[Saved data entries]
======
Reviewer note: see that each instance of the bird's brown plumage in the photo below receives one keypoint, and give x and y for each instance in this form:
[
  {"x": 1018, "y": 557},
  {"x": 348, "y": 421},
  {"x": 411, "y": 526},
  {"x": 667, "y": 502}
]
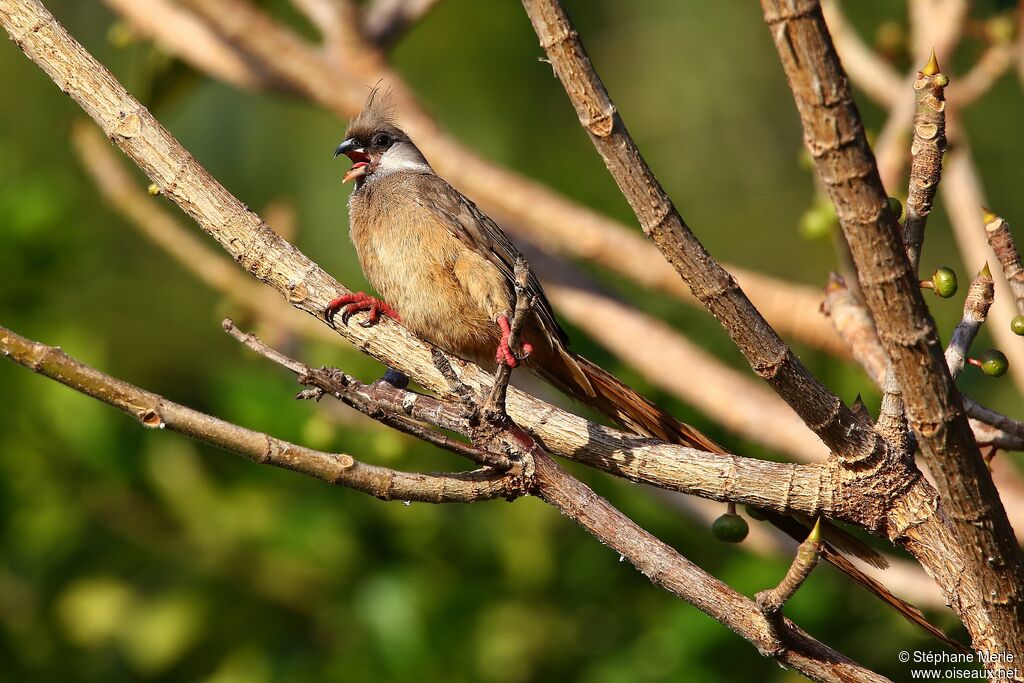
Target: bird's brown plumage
[{"x": 448, "y": 268}]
======
PROBLEM STATEMENT
Your copy should hold all the data word for word. It should hold no pictures.

EXERCISE RESULT
Reviewer note: see that each instance of the bird's brown plumage in the photo below receives one keypoint, and give x and y for each instance in this form:
[
  {"x": 1018, "y": 557},
  {"x": 348, "y": 421},
  {"x": 411, "y": 526},
  {"x": 667, "y": 502}
]
Target: bird's brown plumage
[{"x": 448, "y": 268}]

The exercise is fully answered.